_SOURCE DOCUMENT_
DETAILED DESCRIPTION OF THE PREFERRED EMBODIMENTS
[0025] FIG. 1 shows a first embodiment 1 of the present invention.
In FIG. 1, a power regenerating device 100 is made up of diodes 1,
2, a capacitor 3, and jumper wires 4, 5. The jumper wire 4 is used
for deriving the induction power and is engaged with a door 200,
having a metal frame 201, or with a sash window. The object for
engagement may be a frame of a heating unit, a casing of a
refrigerator or any object not explicitly grounded. The object for
engagement explicitly grounded also may be applied depending on the
degree of the grounding effect. The jumper wire 5, used for
grounding, also may be omitted, if desired. The capacitor 3 may,
for example, be an electrolytic capacitor.
[0026] The diodes 1, 2 are connected in tandem in the same
direction, with the junction point thereof being connected over the
jumper wire 4 to the metal frame 201, with the serial connection
circuit being connected in parallel with the capacitor 3.
[0027] Across both ends of the capacitor 3 is connected a probe 301
of an oscilloscope 300 for measuring the induced power. In actual
use of the power regenerating device 100, the oscilloscope 300 is
not indispensable.
[0028] In the above structure, the current flowing in, for example,
the metal frame 201 is full-wave rectified through a forward path
of the diode 1 or 2 to flow through the capacitor 3 for charging.
Across both ends of the capacitor 3 is produced a DC voltage of 2
to several volts, depending on the magnitude of the induced
voltage.
[0029] FIG. 2 shows voltage charging characteristics with a
capacitance of the capacitor 3 of 22 .mu.F and with the use as a
diode of 1S953 for silicon switching. In this case, the load is 10
M of a probe 301 of the oscilloscope 300, and a DC voltage of 1V
was obtained in one minute.
[0030] The operation of the power regenerating device 100 of FIG. 1
is as follows: First, if the positive potential is generated over
the jumper wire 4, the diode 2 is reverse biased, with the
impedance being extremely high. So, the induced voltage undergoes
only little attenuation. On the other hand, since the diode 1 is
forward-biased, it is turned on to charge the capacitor 3. If a
negative voltage is induced in the jumper wire 4, the operation is
reversed from that described above.
[0031] Although the efficiency is halved, similar operations may be
achieved by a combination of the diode 1 and a high resistance 6a,
which takes the place of the diode 2, as shown in FIG. 3, or with a
combination of the diode 2 and a high resistance 6b, which takes
the place of the diode 1, as shown in FIG. 4.
[0032] A second embodiment 2 of the present invention is now
explained. The second embodiment 2 uses a pre-existing diode stack
(diode bridge) product. FIG. 5 shows a power regenerating device
100 of the second embodiment 2. In FIG. 5, to one input end of a
diode stack 7 is connected the jumper wire 4, with the other input
end of the diode stack 7 being opened. To an output end of the
diode stack 7 is connected the capacitor 3 in parallel. In this
case, diodes 7a and 7b of the diode stack 7 are used, while diodes
7c, 7cd are not used. The diodes 7a, 7b correspond to the diodes 2,
1 of FIG. 1, respectively.
[0033] Using D3SBA10, manufactured by SHINDENGEN, as the diode
stack 7, and the capacitor 3 with the capacitance of 22 .mu.F, the
voltage across both ends of the capacitor 3 was measured with an
oscilloscope in the same way as in FIG. 1. It was found that the
voltage across both ends of the capacitor 3 reached 1030 mV in one
minute.

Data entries
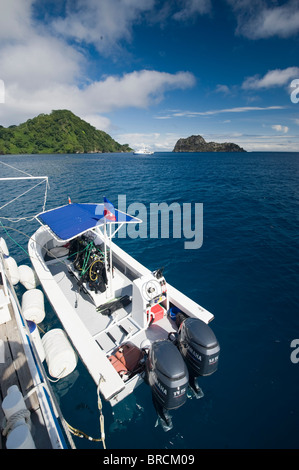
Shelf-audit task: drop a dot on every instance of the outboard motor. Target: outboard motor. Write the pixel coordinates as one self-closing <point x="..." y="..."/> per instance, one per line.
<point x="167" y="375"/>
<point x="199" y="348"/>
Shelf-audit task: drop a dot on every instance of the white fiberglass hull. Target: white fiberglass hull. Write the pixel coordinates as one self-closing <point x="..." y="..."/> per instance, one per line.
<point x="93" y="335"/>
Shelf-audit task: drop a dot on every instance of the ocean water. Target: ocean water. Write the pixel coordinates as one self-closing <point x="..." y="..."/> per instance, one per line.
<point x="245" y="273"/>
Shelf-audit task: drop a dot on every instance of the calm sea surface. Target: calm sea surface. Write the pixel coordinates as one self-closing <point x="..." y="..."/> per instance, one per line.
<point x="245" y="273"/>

--

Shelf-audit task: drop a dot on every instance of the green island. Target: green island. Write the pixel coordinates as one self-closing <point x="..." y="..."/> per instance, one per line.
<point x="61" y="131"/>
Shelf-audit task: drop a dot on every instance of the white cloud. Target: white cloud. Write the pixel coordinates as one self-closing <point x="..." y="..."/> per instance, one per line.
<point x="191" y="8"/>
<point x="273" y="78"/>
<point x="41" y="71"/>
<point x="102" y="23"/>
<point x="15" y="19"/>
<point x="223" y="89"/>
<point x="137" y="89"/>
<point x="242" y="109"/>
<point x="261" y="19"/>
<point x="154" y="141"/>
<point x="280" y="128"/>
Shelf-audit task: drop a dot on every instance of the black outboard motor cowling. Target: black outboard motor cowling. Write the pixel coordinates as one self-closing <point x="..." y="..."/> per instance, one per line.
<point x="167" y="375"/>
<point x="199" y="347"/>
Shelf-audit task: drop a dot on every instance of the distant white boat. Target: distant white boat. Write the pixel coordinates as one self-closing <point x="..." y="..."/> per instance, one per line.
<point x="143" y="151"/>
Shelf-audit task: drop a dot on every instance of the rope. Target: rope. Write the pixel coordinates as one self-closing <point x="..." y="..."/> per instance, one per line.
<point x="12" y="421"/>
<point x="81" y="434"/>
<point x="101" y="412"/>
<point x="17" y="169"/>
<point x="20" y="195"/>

* * *

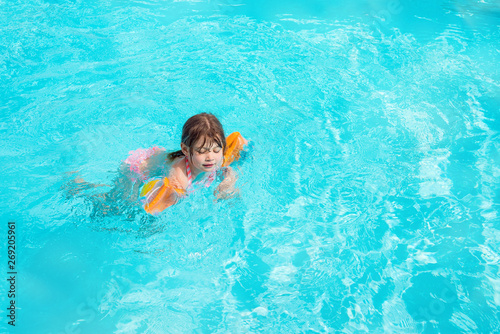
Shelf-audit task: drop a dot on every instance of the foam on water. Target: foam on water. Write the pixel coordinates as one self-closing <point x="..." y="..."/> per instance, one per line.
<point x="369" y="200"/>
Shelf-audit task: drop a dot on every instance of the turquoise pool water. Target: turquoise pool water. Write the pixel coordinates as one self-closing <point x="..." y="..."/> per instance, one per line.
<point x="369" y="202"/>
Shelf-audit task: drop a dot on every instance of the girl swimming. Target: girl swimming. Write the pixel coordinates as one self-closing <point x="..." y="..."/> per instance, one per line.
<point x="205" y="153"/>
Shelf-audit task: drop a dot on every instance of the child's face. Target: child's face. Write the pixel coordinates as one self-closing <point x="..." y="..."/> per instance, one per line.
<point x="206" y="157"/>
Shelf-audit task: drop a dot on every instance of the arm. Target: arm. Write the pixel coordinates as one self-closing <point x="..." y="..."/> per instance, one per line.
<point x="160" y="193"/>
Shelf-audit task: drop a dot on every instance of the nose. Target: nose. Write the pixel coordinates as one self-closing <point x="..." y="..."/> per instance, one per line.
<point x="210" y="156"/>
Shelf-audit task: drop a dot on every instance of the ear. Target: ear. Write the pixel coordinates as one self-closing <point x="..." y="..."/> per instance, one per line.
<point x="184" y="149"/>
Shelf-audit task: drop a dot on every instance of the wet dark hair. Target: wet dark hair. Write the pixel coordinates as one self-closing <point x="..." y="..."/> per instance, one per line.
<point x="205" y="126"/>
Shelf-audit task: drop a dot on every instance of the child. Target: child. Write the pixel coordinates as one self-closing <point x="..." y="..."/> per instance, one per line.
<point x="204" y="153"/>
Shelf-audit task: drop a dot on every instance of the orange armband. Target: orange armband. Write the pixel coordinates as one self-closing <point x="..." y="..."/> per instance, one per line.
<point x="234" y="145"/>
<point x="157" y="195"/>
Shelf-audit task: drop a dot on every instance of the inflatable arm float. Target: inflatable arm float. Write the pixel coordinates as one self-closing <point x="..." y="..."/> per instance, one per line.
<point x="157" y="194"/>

_THINGS TO DO_
A – In the patent description, retype everything from "[0031] Although the" down to "shown in FIG. 4.".
B – Answer these from the patent description:
(i) What kind of capacitor is given as an example for capacitor 3?
(ii) Which product and manufacturer were used as diode stack 7?
(iii) What voltage did capacitor 3 reach in one minute with that diode stack?
C – Render this sentence from the patent description in Spanish: "In actual use of the power regenerating device 100, the oscilloscope 300 is not indispensable."

_FINAL ANSWERS_
A –
[0031] Although the efficiency is halved, similar operations may be
achieved by a combination of the diode 1 and a high resistance 6a,
which takes the place of the diode 2, as shown in FIG. 3, or with a
combination of the diode 2 and a high resistance 6b, which takes
the place of the diode 1, as shown in FIG. 4.

B –
(i) An electrolytic capacitor.
(ii) D3SBA10, manufactured by SHINDENGEN.
(iii) 1030 mV.

C – En el uso real del dispositivo de regeneración de energía 100, el osciloscopio 300 no es indispensable.